Exercise description - All records below are to be repeated exactly, with the pictures left out.

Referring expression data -
=== Begin Enclosure ===
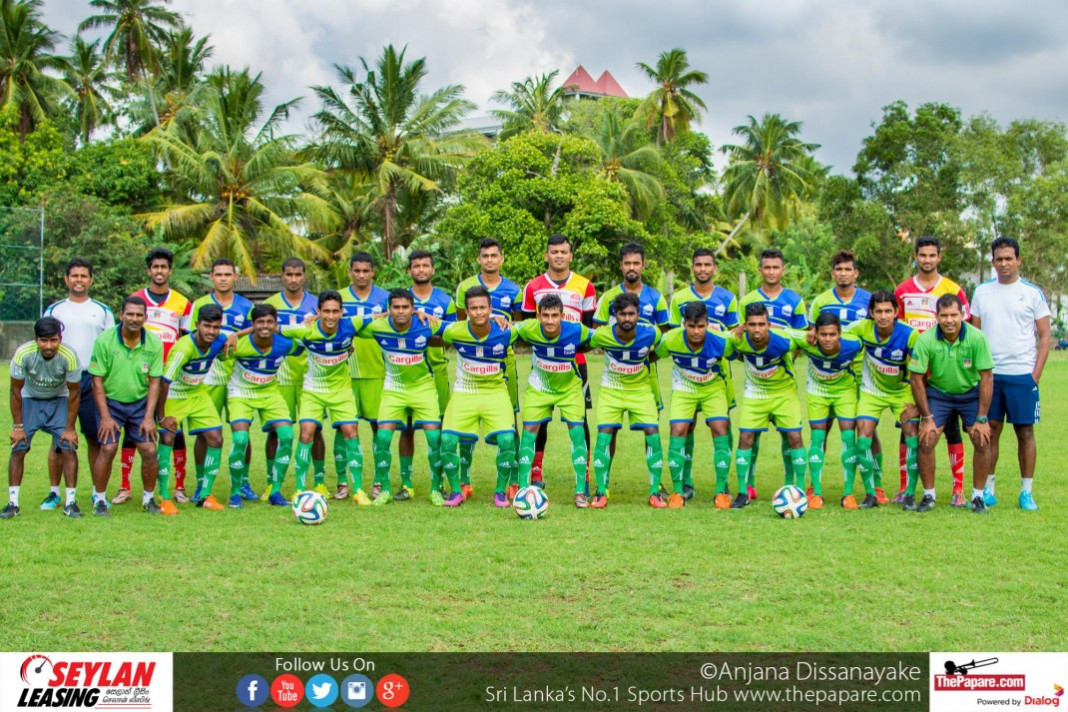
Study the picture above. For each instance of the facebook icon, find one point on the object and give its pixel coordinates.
(252, 690)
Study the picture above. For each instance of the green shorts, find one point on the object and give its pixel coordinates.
(368, 396)
(842, 405)
(340, 405)
(756, 413)
(197, 410)
(710, 399)
(269, 407)
(468, 414)
(870, 406)
(418, 404)
(639, 405)
(537, 406)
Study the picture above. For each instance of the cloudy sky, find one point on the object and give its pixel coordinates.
(828, 63)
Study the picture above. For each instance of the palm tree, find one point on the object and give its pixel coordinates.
(26, 52)
(88, 76)
(627, 157)
(535, 105)
(138, 29)
(385, 128)
(767, 171)
(672, 105)
(244, 189)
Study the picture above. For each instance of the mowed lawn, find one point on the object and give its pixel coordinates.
(411, 576)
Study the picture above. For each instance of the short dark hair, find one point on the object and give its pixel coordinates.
(295, 263)
(928, 241)
(475, 293)
(550, 302)
(948, 300)
(361, 256)
(487, 242)
(624, 300)
(159, 253)
(260, 311)
(328, 296)
(632, 249)
(401, 294)
(843, 256)
(1003, 241)
(420, 254)
(828, 319)
(703, 252)
(693, 312)
(755, 309)
(47, 327)
(558, 239)
(881, 297)
(79, 262)
(209, 313)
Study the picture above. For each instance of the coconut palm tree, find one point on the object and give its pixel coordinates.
(672, 106)
(385, 128)
(535, 105)
(138, 28)
(242, 191)
(26, 53)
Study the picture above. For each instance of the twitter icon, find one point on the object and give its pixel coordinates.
(322, 691)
=== End Enclosure ===
Exercise result -
Study the picture above. For each instance of the facebook icon, find one point on the object and give its pixel coordinates.
(252, 690)
Study the picture above. For each instance of the green shorts, find one point on the object and give its pixel coordinates.
(368, 396)
(842, 405)
(340, 405)
(756, 413)
(197, 410)
(710, 399)
(269, 407)
(468, 414)
(870, 406)
(418, 404)
(639, 405)
(537, 406)
Study the picture above. For each instance of the cloudy sky, find one point on the object and give its pixel coordinates.
(828, 63)
Study the picture above. For each instance of the palm tree, find one point on the object and give its pixel coordinates.
(26, 52)
(88, 76)
(627, 157)
(535, 105)
(138, 29)
(385, 128)
(767, 171)
(672, 105)
(244, 189)
Study the picture above. For each instance of the mowed lawn, find one point on the object and give its pixel coordinates.
(411, 576)
Study the picture above. For each instance of the short dark hair, find one point on the object and give its pixel coordinates.
(295, 263)
(928, 241)
(475, 293)
(550, 302)
(948, 300)
(361, 256)
(487, 242)
(624, 300)
(159, 253)
(260, 311)
(328, 296)
(632, 249)
(401, 294)
(843, 256)
(1003, 241)
(420, 254)
(828, 319)
(703, 252)
(693, 312)
(755, 309)
(47, 327)
(558, 239)
(881, 297)
(79, 262)
(209, 313)
Study the picture above. For each instance of the coconut palm tree, find one point on the object and give its pixel coordinates.
(672, 106)
(385, 128)
(535, 105)
(138, 28)
(242, 191)
(26, 53)
Study the picture above. For each instance of the twitter icon, find one point on the object and give its pixel coordinates.
(322, 691)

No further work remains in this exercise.